• _TEXT SHOWN_:
Household demands for power for heat pumps and electric vehicles will double within a decade or so if decarbonisation proceeds as hoped. Converting the existing natural gas distribution networks to hydrogen in order to make electricity close to the end user is worth detailed investigation as to technical feasibility and commercial viability.
Some quick and tentative answers to some of the obvious questions
Can we easily convert natural gas pipelines to carry hydrogen? Yes, most of the UK’s high pressure network is already fit to carry hydrogen and a large proportion of the local links. Most of the entire UK network of pipes will be fit for hydrogen by 2030. Compressor size may need to be increased but because less energy will need to be transmitted than currently, the pipelines will not be overloaded.
What will the electrolysers cost? The cost of the electrolysers is not included in the rough numbers offered in the article. Electrolyser prices are falling sharply and will continue to do for decades to come. Recent estimates for large scale installations are around €300 per kilowatt by 2025. At this level the cost of electrolysers will not add significantly to the price of hydrogen, as long as the electrolysers are operating a large fraction of the hours in the year.
Why do we need to convert back to electricity at the home or the local substation? Although gas might be useful for home heating, electric heat pumps are significantly more efficient, offering up to 4 times as much heat for each unit of electricity used. Similarly, homeowners will need electric power to charge the growing number of electric vehicles. So although fuel cells are only about 62% efficient, it remains better to convert hydrogen to power than combust the hydrogen for energy.

• _TASK REQUIREMENTS_:
**a)** How would you put this sentence from the text on converting gas networks to hydrogen into Spanish: "Most of the entire UK network of pipes will be fit for hydrogen by 2030."
**b)** Can you resume the text on converting gas networks to hydrogen, writing on from its final sentence?

• _EXCERPTED DATA_:
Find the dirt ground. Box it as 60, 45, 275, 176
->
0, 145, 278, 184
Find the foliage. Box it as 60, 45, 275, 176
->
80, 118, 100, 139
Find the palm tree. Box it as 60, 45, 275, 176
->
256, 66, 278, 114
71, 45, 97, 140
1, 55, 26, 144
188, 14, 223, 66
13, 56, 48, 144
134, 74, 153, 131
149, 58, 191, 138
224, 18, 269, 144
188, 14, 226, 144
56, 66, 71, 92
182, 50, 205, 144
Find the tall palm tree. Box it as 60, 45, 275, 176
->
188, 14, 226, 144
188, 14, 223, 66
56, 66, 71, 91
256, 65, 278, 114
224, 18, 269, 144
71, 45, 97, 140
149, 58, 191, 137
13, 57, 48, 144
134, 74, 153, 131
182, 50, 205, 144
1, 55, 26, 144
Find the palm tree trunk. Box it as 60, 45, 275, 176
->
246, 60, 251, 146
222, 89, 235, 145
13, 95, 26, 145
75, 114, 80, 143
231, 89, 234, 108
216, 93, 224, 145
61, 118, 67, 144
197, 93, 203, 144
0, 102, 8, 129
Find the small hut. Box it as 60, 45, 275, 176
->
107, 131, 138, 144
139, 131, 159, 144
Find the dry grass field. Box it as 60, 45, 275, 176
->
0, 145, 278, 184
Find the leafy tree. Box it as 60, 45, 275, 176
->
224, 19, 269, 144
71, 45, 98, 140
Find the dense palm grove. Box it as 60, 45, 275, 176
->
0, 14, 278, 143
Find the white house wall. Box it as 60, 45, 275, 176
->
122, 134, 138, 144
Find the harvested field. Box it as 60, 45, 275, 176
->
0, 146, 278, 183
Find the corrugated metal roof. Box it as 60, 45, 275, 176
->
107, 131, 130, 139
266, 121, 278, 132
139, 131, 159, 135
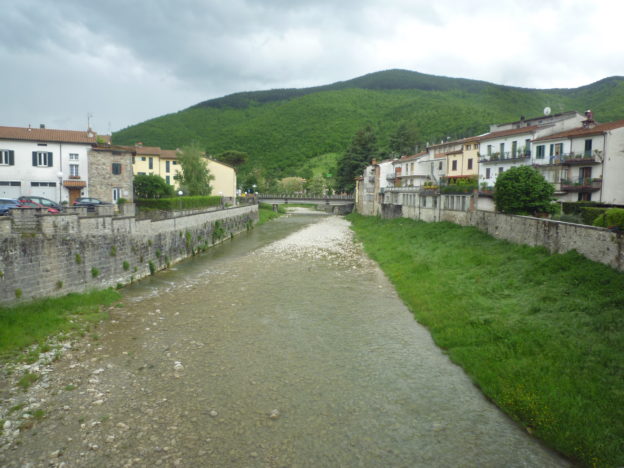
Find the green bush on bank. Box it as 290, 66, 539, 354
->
348, 215, 624, 466
136, 195, 222, 211
0, 289, 120, 359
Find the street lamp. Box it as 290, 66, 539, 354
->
56, 171, 63, 204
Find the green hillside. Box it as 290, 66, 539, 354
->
113, 70, 624, 178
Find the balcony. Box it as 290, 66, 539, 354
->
560, 177, 602, 192
479, 151, 531, 164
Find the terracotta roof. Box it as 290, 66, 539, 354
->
134, 146, 162, 156
533, 120, 624, 141
160, 150, 178, 159
475, 125, 542, 141
0, 127, 101, 145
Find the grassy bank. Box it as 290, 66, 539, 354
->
0, 289, 120, 360
349, 215, 624, 466
258, 203, 286, 225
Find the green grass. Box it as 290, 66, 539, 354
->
0, 289, 120, 359
349, 215, 624, 466
258, 203, 286, 226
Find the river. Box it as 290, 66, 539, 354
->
0, 213, 568, 467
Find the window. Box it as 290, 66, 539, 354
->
0, 150, 15, 166
33, 151, 52, 167
535, 145, 546, 159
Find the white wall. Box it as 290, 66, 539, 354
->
0, 140, 91, 201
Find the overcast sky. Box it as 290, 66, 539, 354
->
0, 0, 624, 133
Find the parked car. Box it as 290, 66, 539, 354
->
18, 200, 60, 214
74, 197, 112, 211
18, 195, 63, 211
0, 198, 20, 216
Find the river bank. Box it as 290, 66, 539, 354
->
0, 213, 567, 467
349, 215, 624, 466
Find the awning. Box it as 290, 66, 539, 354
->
63, 180, 87, 188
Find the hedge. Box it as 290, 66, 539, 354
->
135, 196, 222, 211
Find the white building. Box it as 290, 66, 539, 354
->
0, 125, 103, 202
478, 112, 584, 186
533, 116, 624, 205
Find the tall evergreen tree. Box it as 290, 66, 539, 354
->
336, 125, 379, 192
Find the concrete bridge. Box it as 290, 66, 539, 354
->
256, 194, 355, 215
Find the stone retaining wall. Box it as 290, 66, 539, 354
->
0, 205, 258, 304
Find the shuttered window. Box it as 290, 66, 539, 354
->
0, 150, 15, 166
33, 151, 53, 167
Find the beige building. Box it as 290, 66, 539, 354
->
132, 143, 236, 198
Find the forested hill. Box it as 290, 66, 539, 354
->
113, 70, 624, 178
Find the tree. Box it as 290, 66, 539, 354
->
133, 174, 173, 198
305, 176, 327, 197
216, 150, 248, 168
388, 122, 420, 156
336, 125, 379, 192
494, 166, 556, 215
173, 143, 214, 195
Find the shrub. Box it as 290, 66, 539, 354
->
494, 166, 555, 215
593, 208, 624, 230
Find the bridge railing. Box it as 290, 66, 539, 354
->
256, 193, 354, 201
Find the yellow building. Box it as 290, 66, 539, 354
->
132, 143, 236, 198
446, 138, 479, 180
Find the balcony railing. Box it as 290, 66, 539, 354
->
560, 177, 602, 192
479, 151, 531, 163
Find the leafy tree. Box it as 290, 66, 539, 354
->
173, 143, 214, 195
278, 177, 305, 194
134, 174, 173, 198
305, 176, 327, 197
336, 125, 379, 192
388, 122, 421, 156
216, 150, 248, 167
494, 166, 556, 215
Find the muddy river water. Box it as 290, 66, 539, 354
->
0, 213, 567, 467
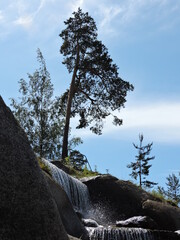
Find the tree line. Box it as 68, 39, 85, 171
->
11, 8, 133, 159
11, 8, 180, 202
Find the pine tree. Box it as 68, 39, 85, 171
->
11, 49, 64, 158
60, 8, 133, 158
127, 134, 157, 188
165, 173, 180, 204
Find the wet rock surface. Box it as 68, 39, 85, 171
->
116, 216, 158, 229
0, 97, 68, 240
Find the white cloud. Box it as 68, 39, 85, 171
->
70, 102, 180, 143
0, 0, 180, 37
14, 16, 33, 28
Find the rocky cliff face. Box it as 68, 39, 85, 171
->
82, 175, 180, 231
0, 97, 68, 240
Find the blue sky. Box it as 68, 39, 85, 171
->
0, 0, 180, 186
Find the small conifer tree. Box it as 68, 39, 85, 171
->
127, 134, 157, 188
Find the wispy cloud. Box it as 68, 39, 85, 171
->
70, 102, 180, 143
0, 0, 180, 37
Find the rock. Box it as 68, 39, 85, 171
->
82, 174, 154, 225
0, 97, 68, 240
116, 216, 157, 229
82, 218, 99, 227
44, 173, 88, 239
143, 200, 180, 231
68, 235, 81, 240
51, 160, 72, 174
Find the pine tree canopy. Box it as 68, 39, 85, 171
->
60, 8, 133, 134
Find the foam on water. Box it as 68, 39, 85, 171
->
87, 227, 158, 240
42, 159, 90, 216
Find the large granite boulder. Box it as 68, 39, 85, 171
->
44, 173, 88, 239
0, 97, 68, 240
142, 200, 180, 231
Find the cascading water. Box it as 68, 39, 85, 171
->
87, 227, 159, 240
42, 159, 90, 216
42, 159, 170, 240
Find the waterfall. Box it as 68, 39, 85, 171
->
42, 159, 90, 216
87, 227, 159, 240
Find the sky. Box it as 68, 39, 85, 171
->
0, 0, 180, 189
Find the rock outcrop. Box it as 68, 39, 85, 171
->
0, 97, 68, 240
82, 175, 154, 224
142, 200, 180, 231
82, 175, 180, 231
45, 173, 88, 239
116, 216, 158, 229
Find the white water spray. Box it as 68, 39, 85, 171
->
42, 159, 90, 216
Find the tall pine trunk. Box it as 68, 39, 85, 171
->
62, 45, 79, 159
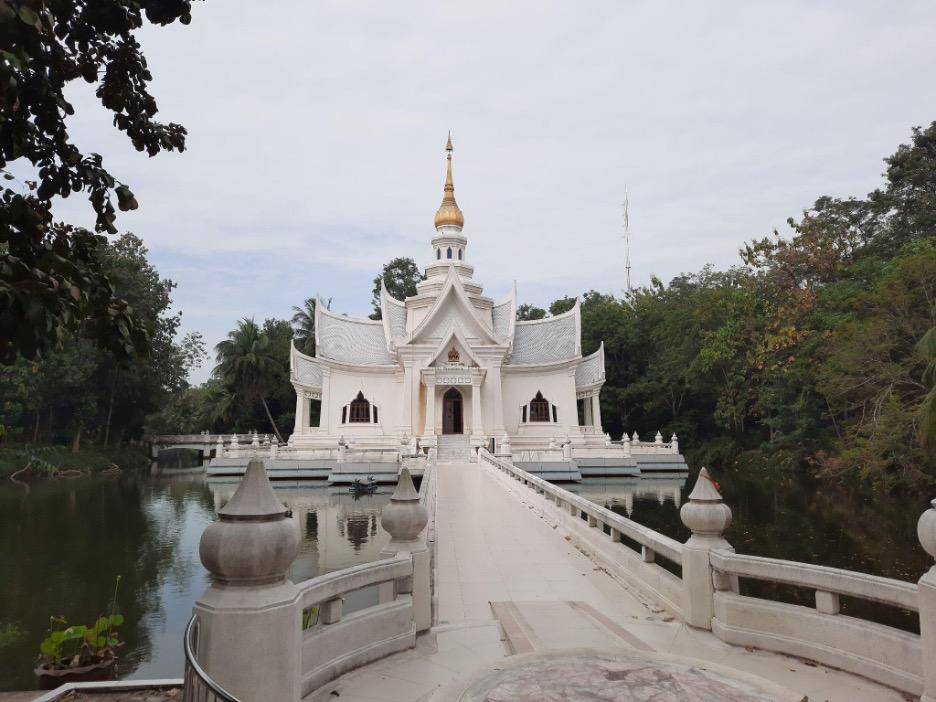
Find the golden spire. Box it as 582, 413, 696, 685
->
436, 132, 465, 229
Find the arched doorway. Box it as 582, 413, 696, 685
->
442, 388, 465, 434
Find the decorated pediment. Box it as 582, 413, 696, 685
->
410, 269, 500, 344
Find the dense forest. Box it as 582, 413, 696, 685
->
0, 123, 936, 492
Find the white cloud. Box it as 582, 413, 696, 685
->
44, 0, 936, 384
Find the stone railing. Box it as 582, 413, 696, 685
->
710, 550, 923, 695
478, 449, 684, 614
193, 460, 435, 702
611, 432, 679, 455
299, 553, 416, 697
479, 450, 936, 702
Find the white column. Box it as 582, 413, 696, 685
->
592, 392, 604, 431
400, 365, 413, 436
423, 378, 435, 436
293, 388, 309, 434
487, 363, 504, 436
471, 378, 484, 437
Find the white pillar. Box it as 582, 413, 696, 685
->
592, 392, 601, 431
293, 388, 309, 434
487, 364, 504, 434
399, 363, 413, 436
471, 378, 484, 437
423, 379, 435, 436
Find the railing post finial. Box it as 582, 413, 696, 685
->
917, 500, 936, 702
679, 468, 734, 629
195, 458, 302, 702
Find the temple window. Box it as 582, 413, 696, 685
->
348, 392, 376, 424
309, 399, 322, 427
530, 391, 549, 422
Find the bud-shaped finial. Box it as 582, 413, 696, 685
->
198, 459, 299, 586
917, 500, 936, 558
679, 468, 731, 537
380, 468, 429, 543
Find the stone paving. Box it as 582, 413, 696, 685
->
307, 463, 909, 702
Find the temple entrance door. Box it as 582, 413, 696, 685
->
442, 388, 465, 434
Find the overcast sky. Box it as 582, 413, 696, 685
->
58, 0, 936, 381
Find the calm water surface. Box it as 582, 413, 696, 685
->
0, 462, 392, 690
0, 460, 930, 690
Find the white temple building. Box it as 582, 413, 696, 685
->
208, 138, 686, 482
289, 139, 607, 462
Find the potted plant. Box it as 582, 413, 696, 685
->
34, 614, 123, 690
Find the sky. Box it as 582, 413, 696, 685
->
49, 0, 936, 382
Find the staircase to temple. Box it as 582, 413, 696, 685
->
437, 434, 476, 463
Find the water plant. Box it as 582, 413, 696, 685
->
37, 575, 124, 671
38, 614, 124, 670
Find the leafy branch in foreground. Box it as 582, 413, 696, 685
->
0, 0, 191, 364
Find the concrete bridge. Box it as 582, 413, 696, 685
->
143, 431, 254, 459
170, 450, 936, 702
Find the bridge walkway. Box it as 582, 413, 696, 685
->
307, 463, 906, 702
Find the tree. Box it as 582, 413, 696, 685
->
292, 297, 331, 356
549, 295, 575, 317
213, 318, 283, 443
0, 0, 191, 364
517, 305, 546, 322
370, 256, 426, 319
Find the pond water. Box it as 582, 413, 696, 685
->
0, 459, 931, 690
0, 462, 392, 690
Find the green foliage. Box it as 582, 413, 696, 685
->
549, 297, 575, 317
0, 0, 191, 364
213, 319, 292, 443
549, 123, 936, 491
370, 256, 426, 319
292, 297, 331, 356
517, 305, 546, 322
39, 575, 124, 670
0, 233, 205, 450
39, 614, 124, 670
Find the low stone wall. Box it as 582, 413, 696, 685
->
194, 459, 435, 702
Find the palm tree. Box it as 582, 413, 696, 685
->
292, 297, 331, 356
212, 318, 283, 443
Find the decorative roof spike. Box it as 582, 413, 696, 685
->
435, 132, 465, 229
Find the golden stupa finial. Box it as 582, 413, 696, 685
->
435, 132, 465, 229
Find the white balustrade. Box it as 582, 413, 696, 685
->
479, 448, 936, 702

• _YOUR RESPONSES_:
**a)** La mayor parte de toda la red de tuberías del Reino Unido estará preparada para el hidrógeno en 2030.

**b)**
What will the fuel cells cost? Ballard, one of the world’s leading fuel cell manufacturers, has published estimates of $100 a kilowatt at large production volumes. The average home might typically need a one or two kilowatt system to complement electricity supply. The actual cost of installing the fuel cell, ensuring safety and including electronics that allow the cell to be controlled by the power company in order to respond to local shortages and surpluses, will be much greater than this figure. But this cost needs to be weighed against the many advantages of a having millions of fuel cells acting as a centrally controlled virtual power plant.
Would this proposal also possibly work in other countries? Yes, particularly in place which will need to transport electricity long distances to match supply and demand. Germany is the obvious example. The country is opposed to the construction of the necessary North/South pylon lines. The existing natural gas network could be used to shift energy instead. Political resistance to new high voltage electricity distribution links increases the attractiveness of using below-ground hydrogen pipes instead.
Would the economics be improved if the electricity used to make hydrogen was purchased at lower than average prices? Yes, the idea becomes more feasible the lower the price of electricity assumed for the manufacture of hydrogen. And it is entirely reasonable to suggest that hydrogen will only be made at times when power is cheap, because that is when electricity is abundant.
[1] https://www.centrica.com/media/4745/centrica-2020-ofgem-css.pdf. The ‘transport’ charge includes all fees incurred shipping the power or gas from point of origination to point of use.
[2] In addition, of course, electricity prices include the costs of running the company that retails the electricity and the charges imposed to cover subsidies such as Feed-In Tariffs.